**Source document:**
The invention is a process for removal of hydrocarbons less volatile than methane from a pressurized liquid natural gas (PLNG). In this process PLNG is heated in a heat exchanger, thereby vaporizing at least a portion of the PLNG. The partially vaporized PLNG is passed to a fractionation column. A liquid stream enriched with hydrocarbons (C2+ or C3+) less volatile than methane is withdrawn from a lower portion of the fractionation column and a vapor stream lean in the hydrocarbons less volatile than methane is withdrawn from an upper portion of the fractionation column. The withdrawn vapor stream is passed to the heat exchanger to condense the vapor to produce PLNG lean in hydrocarbons less volatile than methane.

The present invention and its advantages will be better understood by referring to the following detailed description and the attached Drawing which is a flow diagram of a process for removing NGL from PLNG in accordance with the practice of this invention. The Drawing presents a preferred embodiment of practicing the process of this invention. The Drawing is not intended to exclude from the scope of the invention other embodiments that are the result of normal and expected modifications of this specific embodiment.

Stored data

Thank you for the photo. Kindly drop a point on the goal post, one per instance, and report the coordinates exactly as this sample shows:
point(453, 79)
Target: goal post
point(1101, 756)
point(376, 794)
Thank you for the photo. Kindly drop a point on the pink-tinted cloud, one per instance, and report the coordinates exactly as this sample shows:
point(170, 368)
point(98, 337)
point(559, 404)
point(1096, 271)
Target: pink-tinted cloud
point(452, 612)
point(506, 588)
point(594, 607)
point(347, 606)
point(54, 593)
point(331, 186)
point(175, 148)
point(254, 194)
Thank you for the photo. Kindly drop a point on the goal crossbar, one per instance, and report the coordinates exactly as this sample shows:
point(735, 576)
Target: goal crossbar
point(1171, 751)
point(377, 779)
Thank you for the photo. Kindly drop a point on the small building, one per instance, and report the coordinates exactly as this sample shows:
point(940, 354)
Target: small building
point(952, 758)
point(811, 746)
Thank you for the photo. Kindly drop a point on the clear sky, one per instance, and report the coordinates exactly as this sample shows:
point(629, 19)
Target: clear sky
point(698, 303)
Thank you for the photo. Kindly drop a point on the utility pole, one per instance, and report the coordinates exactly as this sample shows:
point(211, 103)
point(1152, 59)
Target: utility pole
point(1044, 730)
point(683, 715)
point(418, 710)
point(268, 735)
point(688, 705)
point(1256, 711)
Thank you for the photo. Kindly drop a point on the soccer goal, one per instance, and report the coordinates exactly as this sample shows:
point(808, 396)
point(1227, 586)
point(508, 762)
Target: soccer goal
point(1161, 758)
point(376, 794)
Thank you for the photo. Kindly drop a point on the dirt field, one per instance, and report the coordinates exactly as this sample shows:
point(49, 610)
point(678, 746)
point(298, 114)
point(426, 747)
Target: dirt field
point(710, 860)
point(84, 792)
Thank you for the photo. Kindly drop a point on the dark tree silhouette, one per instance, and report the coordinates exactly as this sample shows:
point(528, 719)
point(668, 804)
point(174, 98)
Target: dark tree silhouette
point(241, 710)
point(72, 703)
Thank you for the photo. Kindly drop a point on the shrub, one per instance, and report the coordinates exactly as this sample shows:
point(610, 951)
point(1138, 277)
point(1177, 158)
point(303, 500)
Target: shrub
==
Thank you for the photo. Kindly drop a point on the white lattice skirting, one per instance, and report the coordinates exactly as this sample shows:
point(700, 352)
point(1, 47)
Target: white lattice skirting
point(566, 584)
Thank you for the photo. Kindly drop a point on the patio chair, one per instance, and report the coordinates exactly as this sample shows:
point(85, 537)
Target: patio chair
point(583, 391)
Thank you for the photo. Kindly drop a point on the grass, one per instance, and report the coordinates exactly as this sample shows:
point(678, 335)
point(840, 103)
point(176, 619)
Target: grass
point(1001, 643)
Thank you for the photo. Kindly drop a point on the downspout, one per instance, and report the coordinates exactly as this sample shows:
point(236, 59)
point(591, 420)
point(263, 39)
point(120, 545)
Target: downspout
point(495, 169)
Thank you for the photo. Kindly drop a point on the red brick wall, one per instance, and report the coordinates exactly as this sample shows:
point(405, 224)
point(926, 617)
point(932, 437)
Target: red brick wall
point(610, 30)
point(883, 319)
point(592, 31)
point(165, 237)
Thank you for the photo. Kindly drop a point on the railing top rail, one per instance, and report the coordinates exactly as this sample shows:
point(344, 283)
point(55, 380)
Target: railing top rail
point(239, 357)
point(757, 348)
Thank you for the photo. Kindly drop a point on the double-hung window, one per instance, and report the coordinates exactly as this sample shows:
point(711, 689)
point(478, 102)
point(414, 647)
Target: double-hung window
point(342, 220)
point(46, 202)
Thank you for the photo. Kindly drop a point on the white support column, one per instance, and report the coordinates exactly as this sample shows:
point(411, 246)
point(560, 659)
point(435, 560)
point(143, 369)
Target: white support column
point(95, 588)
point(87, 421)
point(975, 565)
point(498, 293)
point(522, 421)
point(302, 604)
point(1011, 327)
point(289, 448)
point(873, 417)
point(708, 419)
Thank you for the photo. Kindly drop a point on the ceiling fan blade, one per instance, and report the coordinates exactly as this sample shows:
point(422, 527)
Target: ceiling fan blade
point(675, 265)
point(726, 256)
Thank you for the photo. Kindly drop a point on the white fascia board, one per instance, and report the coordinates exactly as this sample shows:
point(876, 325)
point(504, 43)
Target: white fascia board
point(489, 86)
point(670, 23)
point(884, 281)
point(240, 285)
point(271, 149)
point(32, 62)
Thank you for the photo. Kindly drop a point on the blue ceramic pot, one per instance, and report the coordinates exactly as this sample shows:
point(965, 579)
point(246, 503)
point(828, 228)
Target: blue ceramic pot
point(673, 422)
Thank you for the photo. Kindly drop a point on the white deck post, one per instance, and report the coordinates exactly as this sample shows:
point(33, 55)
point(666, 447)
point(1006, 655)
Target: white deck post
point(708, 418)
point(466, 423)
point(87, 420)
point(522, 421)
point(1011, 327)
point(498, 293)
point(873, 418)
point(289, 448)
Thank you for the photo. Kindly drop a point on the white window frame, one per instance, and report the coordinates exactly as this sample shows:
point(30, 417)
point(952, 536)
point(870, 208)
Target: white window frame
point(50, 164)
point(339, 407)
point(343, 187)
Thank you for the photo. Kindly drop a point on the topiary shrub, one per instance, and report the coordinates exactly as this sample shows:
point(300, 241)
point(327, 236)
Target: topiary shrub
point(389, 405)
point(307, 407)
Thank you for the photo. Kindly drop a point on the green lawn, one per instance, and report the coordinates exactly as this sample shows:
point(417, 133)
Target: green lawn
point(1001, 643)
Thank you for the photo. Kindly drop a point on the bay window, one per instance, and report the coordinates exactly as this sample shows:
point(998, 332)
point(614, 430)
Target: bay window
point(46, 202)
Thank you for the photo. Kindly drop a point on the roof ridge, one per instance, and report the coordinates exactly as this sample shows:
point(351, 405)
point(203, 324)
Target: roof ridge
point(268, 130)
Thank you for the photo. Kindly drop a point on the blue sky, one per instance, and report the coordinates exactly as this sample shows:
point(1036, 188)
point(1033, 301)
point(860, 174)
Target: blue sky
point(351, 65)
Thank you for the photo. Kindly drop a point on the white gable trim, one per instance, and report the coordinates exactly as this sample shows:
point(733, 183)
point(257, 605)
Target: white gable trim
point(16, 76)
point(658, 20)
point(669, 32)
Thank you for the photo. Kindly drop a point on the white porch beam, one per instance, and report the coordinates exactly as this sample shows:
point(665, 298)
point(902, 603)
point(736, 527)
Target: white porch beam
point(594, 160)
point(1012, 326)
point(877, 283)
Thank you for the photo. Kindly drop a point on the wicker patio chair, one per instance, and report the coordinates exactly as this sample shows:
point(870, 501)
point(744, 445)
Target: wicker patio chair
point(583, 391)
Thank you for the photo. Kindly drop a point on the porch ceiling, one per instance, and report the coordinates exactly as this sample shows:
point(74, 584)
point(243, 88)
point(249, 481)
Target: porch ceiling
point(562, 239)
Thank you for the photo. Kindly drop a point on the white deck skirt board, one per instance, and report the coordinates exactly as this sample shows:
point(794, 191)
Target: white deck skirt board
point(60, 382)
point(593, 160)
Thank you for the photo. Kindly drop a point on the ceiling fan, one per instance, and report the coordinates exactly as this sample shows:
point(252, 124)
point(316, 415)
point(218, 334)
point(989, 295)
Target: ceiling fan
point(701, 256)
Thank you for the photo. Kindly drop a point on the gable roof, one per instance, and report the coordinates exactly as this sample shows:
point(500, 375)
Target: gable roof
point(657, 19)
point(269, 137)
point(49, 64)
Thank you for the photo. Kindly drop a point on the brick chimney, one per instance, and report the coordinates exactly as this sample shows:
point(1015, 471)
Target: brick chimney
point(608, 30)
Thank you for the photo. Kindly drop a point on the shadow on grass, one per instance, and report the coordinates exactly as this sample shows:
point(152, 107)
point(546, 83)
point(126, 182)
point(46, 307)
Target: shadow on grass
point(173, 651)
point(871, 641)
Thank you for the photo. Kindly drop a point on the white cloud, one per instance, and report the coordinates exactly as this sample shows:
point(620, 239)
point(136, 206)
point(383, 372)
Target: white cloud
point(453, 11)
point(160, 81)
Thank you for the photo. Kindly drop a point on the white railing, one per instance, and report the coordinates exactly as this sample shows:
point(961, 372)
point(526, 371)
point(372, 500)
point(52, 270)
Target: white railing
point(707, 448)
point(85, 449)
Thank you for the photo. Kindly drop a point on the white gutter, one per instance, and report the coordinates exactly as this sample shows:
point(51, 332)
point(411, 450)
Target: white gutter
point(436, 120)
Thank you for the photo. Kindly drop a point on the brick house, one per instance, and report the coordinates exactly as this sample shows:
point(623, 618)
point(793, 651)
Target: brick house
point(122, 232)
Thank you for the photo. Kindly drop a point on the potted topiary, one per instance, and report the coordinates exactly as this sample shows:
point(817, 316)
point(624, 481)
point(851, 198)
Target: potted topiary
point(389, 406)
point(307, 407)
---
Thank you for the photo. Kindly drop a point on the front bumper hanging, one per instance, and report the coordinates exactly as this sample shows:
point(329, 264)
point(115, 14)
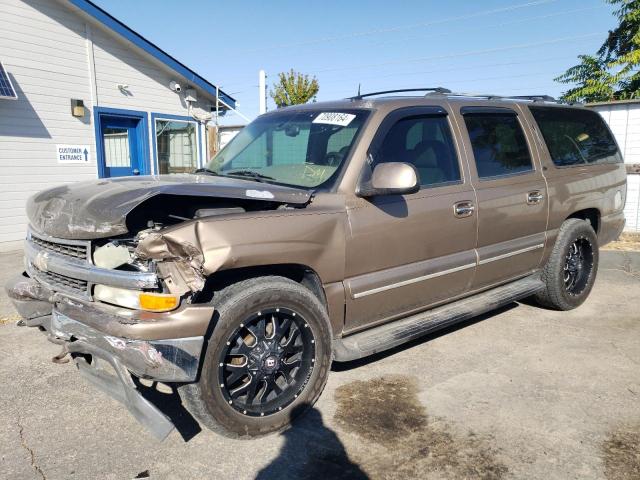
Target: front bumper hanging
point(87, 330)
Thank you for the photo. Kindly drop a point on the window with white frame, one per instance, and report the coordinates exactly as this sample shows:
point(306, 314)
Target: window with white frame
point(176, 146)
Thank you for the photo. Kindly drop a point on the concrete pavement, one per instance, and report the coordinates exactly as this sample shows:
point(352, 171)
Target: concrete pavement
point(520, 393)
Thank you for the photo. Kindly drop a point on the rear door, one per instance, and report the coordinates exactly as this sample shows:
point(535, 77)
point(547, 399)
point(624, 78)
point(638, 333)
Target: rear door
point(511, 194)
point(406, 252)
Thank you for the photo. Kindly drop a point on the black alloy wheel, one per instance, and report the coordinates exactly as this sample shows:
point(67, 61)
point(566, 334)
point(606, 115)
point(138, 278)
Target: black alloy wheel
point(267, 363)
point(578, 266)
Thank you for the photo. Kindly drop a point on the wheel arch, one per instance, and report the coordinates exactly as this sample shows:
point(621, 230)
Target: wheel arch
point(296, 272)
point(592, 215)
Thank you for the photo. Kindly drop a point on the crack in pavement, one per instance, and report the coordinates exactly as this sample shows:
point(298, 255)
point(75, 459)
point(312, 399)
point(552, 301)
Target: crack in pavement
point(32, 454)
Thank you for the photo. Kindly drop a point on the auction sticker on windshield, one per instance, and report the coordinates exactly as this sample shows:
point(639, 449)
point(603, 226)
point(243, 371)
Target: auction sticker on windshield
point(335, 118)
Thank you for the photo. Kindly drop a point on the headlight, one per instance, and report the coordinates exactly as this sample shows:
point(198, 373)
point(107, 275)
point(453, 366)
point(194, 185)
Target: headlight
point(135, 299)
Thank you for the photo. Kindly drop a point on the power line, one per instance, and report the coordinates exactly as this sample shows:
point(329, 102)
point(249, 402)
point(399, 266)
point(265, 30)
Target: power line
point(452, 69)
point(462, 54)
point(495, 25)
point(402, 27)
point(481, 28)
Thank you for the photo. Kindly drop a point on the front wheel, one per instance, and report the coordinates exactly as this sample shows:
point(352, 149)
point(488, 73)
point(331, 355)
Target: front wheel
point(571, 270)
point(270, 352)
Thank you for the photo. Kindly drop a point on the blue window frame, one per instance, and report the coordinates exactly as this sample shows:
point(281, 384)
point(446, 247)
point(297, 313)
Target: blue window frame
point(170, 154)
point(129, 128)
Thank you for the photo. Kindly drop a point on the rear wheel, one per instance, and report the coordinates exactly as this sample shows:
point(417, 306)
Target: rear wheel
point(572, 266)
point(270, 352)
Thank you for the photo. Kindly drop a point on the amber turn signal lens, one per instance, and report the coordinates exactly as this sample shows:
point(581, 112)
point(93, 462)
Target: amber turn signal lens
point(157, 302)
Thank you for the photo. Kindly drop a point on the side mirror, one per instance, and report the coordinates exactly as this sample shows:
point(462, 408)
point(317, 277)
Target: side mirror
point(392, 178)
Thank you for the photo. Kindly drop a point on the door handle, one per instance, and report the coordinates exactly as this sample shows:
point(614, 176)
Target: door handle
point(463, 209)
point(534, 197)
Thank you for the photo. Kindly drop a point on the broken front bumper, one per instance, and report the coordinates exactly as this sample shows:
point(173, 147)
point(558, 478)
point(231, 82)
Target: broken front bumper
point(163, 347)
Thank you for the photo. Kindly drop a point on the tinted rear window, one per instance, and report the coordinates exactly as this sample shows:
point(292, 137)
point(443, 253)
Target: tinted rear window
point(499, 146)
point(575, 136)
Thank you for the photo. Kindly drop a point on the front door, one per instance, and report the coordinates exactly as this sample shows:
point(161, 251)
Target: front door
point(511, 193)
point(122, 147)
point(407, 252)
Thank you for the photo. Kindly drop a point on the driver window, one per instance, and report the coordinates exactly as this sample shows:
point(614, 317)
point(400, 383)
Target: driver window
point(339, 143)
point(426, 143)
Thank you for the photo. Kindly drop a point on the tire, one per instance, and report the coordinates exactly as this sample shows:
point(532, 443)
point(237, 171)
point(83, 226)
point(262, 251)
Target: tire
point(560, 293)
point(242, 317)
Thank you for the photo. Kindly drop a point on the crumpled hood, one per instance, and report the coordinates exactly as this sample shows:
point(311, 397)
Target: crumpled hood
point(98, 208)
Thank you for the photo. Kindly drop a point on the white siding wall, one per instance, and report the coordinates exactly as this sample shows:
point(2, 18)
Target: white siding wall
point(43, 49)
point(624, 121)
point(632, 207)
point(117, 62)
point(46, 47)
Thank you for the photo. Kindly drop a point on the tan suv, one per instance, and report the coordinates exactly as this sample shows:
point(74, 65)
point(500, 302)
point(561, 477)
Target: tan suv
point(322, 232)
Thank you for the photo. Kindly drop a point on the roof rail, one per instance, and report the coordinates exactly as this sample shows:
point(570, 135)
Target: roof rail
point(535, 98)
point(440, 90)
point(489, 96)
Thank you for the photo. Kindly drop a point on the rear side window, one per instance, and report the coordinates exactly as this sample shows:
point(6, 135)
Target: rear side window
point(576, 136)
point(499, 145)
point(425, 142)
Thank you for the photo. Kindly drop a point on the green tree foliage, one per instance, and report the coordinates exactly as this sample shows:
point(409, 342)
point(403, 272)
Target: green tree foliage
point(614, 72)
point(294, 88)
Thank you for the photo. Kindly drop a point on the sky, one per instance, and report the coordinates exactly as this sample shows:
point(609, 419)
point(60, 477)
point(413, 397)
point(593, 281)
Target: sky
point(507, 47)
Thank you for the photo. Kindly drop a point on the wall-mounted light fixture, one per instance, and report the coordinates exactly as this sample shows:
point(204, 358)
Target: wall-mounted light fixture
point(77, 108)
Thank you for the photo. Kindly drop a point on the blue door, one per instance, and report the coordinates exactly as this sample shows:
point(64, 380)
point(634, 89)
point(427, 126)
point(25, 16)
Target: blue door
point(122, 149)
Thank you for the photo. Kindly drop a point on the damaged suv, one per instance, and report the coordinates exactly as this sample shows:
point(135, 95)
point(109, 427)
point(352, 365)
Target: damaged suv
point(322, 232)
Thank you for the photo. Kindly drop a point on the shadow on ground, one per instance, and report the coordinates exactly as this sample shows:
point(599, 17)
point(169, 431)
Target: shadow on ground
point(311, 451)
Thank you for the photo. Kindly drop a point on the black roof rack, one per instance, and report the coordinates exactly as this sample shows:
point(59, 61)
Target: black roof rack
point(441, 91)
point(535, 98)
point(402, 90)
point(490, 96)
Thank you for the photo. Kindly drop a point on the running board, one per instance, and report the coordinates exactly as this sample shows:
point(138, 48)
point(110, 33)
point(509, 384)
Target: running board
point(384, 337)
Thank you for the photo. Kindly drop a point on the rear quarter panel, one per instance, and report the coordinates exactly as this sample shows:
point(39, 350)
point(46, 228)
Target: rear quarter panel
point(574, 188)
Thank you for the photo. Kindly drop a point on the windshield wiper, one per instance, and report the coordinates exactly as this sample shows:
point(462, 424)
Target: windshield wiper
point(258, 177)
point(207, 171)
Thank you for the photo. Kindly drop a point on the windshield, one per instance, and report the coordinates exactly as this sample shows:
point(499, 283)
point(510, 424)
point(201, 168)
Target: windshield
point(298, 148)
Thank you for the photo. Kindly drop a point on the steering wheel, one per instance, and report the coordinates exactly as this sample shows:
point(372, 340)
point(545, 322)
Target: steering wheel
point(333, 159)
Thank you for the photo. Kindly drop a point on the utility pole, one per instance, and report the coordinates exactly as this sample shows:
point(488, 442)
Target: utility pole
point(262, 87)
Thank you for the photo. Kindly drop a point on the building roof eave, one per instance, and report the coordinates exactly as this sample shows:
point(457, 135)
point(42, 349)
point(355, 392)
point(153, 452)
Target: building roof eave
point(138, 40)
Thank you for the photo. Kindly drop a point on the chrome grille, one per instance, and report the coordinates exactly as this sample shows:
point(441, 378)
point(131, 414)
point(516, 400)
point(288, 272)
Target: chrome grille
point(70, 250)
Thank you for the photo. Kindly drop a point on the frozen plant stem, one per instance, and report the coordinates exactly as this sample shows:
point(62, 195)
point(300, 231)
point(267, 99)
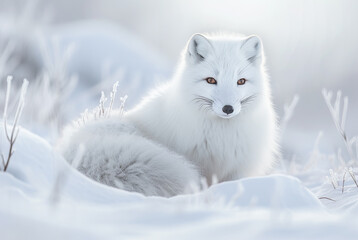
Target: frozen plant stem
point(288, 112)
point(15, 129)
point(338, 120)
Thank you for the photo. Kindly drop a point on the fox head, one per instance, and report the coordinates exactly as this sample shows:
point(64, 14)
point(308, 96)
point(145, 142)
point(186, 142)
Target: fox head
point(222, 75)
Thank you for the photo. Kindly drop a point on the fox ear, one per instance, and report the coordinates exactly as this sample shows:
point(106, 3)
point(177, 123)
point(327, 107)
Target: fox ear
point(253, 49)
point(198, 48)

**Tasks to perform:**
1. According to the passage on removing heavier hydrocarbons from PLNG, from which part of the fractionation column is the vapor stream lean in those hydrocarbons withdrawn?
2. Write a continuation of the passage on removing heavier hydrocarbons from PLNG, starting after its last sentence.
The rows have no role in this.

**Answers to each task:**
1. From an upper portion of the fractionation column.

2.
The present invention provides a process for removing NGL products from pressurized liquid natural gas (PLNG) having a temperature above about -112°C C. (-1 70°C F.) and a pressure sufficient for the liquid product to be at or below its bubble point. PLNG, the feed stock for the process, can be manufactured from any suitable natural gas source by processes such as those disclosed in U.S. Pat. Nos. 6,023,942; 6,016,665; 5,956,971, and 5,950,453. The source gas for making PLNG may comprise gas obtained from a crude oil well (associated gas) or from a gas well (non-associated gas). Although the composition of natural gas can vary significantly, it will contain methane (C1) as a major component. The PLNG will typically also contain ethane (C2), higher hydrocarbons (C3+), and minor amounts of contaminants such as carbon dioxide, hydrogen sulfide, nitrogen, dirt, iron sulfide, wax, and crude oil. Liquid C2+ hydrocarbons are referred to herein as NGL. The process for removing NGL from the PLNG will now be described with reference to the Drawing.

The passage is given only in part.